Passage for review:

========================

We're not Felix Unger (nor Monk) when it comes to sanitation, but idophor
seems to have done us well. We do, however use clorox on the crusher, press,
and 90 gal primary tubs due to inordinate cheapness.


"gene" wrote in message
et...
Droopy wrote:

gene wrote:

ahhhhh... I follow your thought now... You are right on for during
crush. My brain presently stuck in racking time now.
The 'whole process only as strong as the last sanitizer' seems to assume
same bad bugs whole time. Are you sure that is correct assumption?

Gene





Well, the things that can infect your wine will be present in your
winery microenvironment to begin with. The relative concentrations can
change, like it has been established that you should not make vinegar
in the same place that you make wine.....even if you have dedicated
equipment.

But say you have a carboy that has some contaminant microbe in it. You
wash it out with fairly clean tap water. Then you nuke it with bleach.
Then you rinse it out with sulfite and lets assume that it is not in
the water. Then you make up your must, pitch yeast and stir it a
couple time daily.

========================

What you need to do: Extract the portion of the winemaking discussion above, starting at "Well, the things" and ending at "couple time daily.".

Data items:
========================

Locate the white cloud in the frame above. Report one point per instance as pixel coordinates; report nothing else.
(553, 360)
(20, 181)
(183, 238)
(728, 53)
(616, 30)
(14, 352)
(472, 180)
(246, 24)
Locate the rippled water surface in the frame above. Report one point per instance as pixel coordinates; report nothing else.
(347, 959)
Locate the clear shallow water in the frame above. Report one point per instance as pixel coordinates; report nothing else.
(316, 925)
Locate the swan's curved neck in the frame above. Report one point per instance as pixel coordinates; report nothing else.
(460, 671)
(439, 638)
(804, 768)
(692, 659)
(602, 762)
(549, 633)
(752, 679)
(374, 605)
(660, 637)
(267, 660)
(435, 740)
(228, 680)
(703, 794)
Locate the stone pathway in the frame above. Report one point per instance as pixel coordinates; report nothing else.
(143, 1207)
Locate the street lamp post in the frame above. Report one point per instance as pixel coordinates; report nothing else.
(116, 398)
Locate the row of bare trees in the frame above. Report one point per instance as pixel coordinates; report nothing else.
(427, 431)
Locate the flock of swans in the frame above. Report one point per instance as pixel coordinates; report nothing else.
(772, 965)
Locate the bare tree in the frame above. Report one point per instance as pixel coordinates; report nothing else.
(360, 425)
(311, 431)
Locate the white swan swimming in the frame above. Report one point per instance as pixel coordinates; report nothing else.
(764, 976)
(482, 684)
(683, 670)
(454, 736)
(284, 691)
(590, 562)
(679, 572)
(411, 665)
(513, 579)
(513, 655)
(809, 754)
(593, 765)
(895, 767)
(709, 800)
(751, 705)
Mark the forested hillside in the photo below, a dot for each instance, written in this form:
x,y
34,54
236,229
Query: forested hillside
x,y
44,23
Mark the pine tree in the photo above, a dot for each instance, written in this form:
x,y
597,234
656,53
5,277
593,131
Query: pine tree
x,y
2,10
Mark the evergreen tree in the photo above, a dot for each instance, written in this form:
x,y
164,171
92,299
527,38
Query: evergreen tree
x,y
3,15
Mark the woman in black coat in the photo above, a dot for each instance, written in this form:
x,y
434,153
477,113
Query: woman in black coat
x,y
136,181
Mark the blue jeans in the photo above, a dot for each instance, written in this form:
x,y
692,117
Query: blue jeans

========================

Response to the exercise:
Well, the things that can infect your wine will be present in your
winery microenvironment to begin with. The relative concentrations can
change, like it has been established that you should not make vinegar
in the same place that you make wine.....even if you have dedicated
equipment.

But say you have a carboy that has some contaminant microbe in it. You
wash it out with fairly clean tap water. Then you nuke it with bleach.
Then you rinse it out with sulfite and lets assume that it is not in
the water. Then you make up your must, pitch yeast and stir it a
couple time daily.